> Exercise task:
Below is some material; transcribe all of it exactly.

> Data for this task:
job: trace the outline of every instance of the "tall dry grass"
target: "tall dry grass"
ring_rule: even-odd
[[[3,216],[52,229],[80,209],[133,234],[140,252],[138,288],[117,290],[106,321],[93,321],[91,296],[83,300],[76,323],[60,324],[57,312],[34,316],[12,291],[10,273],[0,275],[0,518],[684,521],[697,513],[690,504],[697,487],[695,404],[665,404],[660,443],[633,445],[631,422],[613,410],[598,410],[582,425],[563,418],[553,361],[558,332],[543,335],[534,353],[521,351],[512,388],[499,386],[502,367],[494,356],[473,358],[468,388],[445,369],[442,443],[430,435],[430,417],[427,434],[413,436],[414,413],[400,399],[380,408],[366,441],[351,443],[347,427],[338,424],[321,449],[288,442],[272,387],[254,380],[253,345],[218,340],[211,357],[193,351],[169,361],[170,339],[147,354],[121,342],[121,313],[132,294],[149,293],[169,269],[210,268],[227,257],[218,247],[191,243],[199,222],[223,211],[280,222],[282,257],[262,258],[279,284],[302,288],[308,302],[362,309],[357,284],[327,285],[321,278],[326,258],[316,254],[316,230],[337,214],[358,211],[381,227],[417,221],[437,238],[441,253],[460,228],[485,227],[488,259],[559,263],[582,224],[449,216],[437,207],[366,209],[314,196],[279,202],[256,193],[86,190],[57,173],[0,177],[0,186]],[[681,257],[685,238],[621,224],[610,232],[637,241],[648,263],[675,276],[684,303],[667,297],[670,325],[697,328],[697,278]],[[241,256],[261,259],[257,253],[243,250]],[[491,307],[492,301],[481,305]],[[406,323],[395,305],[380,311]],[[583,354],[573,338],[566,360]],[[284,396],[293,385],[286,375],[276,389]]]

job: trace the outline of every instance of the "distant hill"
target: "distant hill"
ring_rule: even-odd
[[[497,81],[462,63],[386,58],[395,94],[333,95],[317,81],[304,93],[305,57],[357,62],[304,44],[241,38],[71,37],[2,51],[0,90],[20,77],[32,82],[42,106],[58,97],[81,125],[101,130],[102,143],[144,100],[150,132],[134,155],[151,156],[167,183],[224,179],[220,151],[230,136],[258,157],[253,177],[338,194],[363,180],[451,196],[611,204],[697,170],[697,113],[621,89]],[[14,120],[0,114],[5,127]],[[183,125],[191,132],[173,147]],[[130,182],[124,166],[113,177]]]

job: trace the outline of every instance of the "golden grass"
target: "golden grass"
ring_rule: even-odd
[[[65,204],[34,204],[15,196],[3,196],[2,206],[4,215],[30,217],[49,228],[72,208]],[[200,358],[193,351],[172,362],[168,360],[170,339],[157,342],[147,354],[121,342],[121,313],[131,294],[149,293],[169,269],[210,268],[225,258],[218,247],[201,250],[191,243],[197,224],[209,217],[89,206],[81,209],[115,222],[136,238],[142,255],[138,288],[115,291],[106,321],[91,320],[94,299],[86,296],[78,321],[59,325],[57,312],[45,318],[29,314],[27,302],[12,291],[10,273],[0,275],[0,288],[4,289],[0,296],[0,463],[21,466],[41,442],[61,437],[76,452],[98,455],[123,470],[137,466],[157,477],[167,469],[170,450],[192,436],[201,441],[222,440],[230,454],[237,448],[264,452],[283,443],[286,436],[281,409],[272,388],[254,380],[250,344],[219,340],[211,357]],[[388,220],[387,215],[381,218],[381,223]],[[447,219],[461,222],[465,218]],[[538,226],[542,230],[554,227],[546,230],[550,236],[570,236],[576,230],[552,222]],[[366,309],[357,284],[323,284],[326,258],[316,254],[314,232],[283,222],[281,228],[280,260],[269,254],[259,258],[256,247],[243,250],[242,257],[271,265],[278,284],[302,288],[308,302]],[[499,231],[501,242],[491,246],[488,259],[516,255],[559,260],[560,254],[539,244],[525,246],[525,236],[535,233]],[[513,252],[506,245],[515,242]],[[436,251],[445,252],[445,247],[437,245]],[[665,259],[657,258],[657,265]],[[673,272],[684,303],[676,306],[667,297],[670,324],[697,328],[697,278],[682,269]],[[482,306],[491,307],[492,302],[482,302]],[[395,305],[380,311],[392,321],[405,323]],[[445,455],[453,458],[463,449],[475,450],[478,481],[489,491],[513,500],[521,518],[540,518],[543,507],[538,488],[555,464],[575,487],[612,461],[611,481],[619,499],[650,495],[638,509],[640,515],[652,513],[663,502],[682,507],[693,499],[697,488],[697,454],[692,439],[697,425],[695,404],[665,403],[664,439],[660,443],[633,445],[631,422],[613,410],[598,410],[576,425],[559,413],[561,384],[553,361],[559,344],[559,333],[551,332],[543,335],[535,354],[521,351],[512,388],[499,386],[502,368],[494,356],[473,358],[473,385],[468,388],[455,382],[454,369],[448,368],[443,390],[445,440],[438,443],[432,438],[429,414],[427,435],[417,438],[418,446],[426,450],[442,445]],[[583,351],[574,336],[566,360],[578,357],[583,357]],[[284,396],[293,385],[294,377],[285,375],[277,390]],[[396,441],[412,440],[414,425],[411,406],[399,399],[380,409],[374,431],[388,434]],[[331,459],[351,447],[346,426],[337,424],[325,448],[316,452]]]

> Result of the exercise:
job: trace the outline of every instance of the "tall dry grass"
target: "tall dry grass"
ring_rule: even-odd
[[[3,216],[52,229],[80,209],[133,234],[140,252],[138,288],[117,290],[106,321],[93,321],[91,296],[83,300],[76,323],[60,324],[57,312],[34,316],[12,291],[10,273],[0,275],[0,518],[684,521],[697,513],[690,504],[697,487],[695,404],[665,404],[660,443],[633,445],[631,422],[613,410],[598,410],[582,425],[563,418],[553,361],[558,332],[543,335],[534,353],[521,351],[512,388],[499,386],[502,367],[494,356],[473,358],[468,388],[445,369],[442,443],[430,435],[430,417],[427,434],[413,436],[414,413],[400,399],[380,408],[366,441],[351,443],[347,427],[338,424],[321,449],[288,442],[272,387],[254,380],[253,345],[218,340],[211,357],[193,351],[169,361],[170,339],[147,354],[121,342],[121,313],[132,294],[149,293],[169,269],[210,268],[227,257],[218,247],[191,243],[199,222],[223,211],[280,222],[282,257],[262,258],[279,284],[302,288],[308,302],[362,309],[357,284],[327,285],[321,278],[326,258],[316,254],[316,230],[337,214],[358,211],[381,227],[417,221],[437,238],[441,253],[460,228],[485,227],[488,259],[559,263],[582,224],[449,216],[437,207],[366,209],[314,196],[279,202],[256,193],[86,190],[57,173],[0,177],[0,186]],[[681,257],[685,238],[621,224],[610,232],[637,241],[648,263],[675,276],[684,303],[667,297],[670,325],[697,328],[697,278]],[[241,256],[261,259],[257,253],[243,250]],[[491,307],[492,301],[481,305]],[[406,323],[395,305],[380,311]],[[583,354],[573,338],[566,360]],[[284,396],[293,385],[286,375],[276,389]]]

job: trace the outline of every instance of the "distant hill"
target: "distant hill"
ring_rule: even-odd
[[[497,81],[462,63],[386,58],[395,94],[333,95],[317,81],[304,93],[305,57],[357,62],[304,44],[241,38],[71,37],[2,51],[0,90],[20,77],[32,82],[42,106],[58,97],[81,125],[101,130],[102,143],[144,100],[150,132],[134,155],[151,156],[167,183],[224,179],[220,151],[230,136],[258,157],[253,177],[338,194],[363,180],[451,196],[611,204],[697,170],[697,113],[621,89]],[[14,120],[0,114],[5,127]],[[183,125],[191,132],[173,147]],[[130,182],[124,166],[113,177]]]

job: trace the outline of every instance of the "golden grass"
target: "golden grass"
ring_rule: even-odd
[[[65,204],[34,204],[15,196],[3,196],[2,206],[4,215],[30,217],[49,228],[72,208]],[[200,358],[193,351],[172,362],[168,360],[170,339],[157,342],[147,354],[121,342],[121,313],[131,294],[149,293],[169,269],[210,268],[225,258],[218,247],[201,250],[191,243],[197,224],[209,217],[89,206],[81,209],[115,222],[136,238],[142,255],[138,288],[115,291],[106,321],[91,320],[94,299],[86,296],[78,321],[59,325],[57,312],[45,318],[29,314],[27,302],[12,291],[10,273],[0,275],[0,288],[4,289],[0,296],[0,463],[21,466],[41,442],[61,437],[76,452],[98,455],[123,470],[137,466],[157,477],[167,469],[170,450],[192,436],[201,441],[222,440],[230,454],[237,448],[264,452],[283,443],[286,436],[281,409],[272,388],[254,380],[250,344],[219,340],[211,357]],[[388,220],[387,215],[381,218],[381,223]],[[447,219],[461,222],[465,218]],[[538,226],[542,230],[554,227],[546,230],[550,236],[570,236],[576,230],[552,222]],[[366,309],[357,284],[323,284],[326,258],[316,254],[314,232],[283,222],[281,228],[280,260],[269,254],[259,258],[256,247],[243,250],[242,257],[271,265],[278,284],[302,288],[308,302]],[[499,231],[501,242],[491,246],[488,259],[516,255],[559,260],[560,254],[539,244],[525,246],[525,236],[535,233]],[[513,252],[506,245],[515,242]],[[436,251],[445,252],[445,247],[437,245]],[[665,259],[657,258],[657,265]],[[673,272],[684,303],[676,306],[667,297],[670,324],[697,328],[697,278],[682,269]],[[482,306],[491,307],[492,302],[482,302]],[[395,305],[380,311],[392,321],[405,323]],[[445,455],[453,458],[463,449],[475,450],[478,481],[489,491],[513,500],[521,518],[540,518],[543,507],[538,488],[555,464],[575,487],[612,461],[611,481],[619,499],[650,495],[638,509],[640,515],[652,513],[663,502],[682,507],[693,499],[697,488],[697,454],[692,439],[697,425],[695,404],[665,403],[664,439],[660,443],[633,445],[631,422],[613,410],[598,410],[576,425],[559,413],[561,384],[553,361],[559,344],[559,333],[551,332],[543,335],[535,354],[521,351],[512,388],[499,386],[502,368],[494,356],[473,358],[473,385],[468,388],[455,382],[454,369],[448,368],[443,390],[445,440],[438,443],[432,438],[429,414],[427,435],[417,438],[418,446],[426,450],[442,445]],[[583,351],[574,336],[566,360],[578,357],[583,357]],[[284,396],[293,385],[294,377],[285,375],[277,390]],[[396,441],[412,440],[414,425],[411,406],[399,399],[380,409],[374,431],[388,434]],[[331,459],[351,447],[346,426],[337,424],[325,448],[316,452]]]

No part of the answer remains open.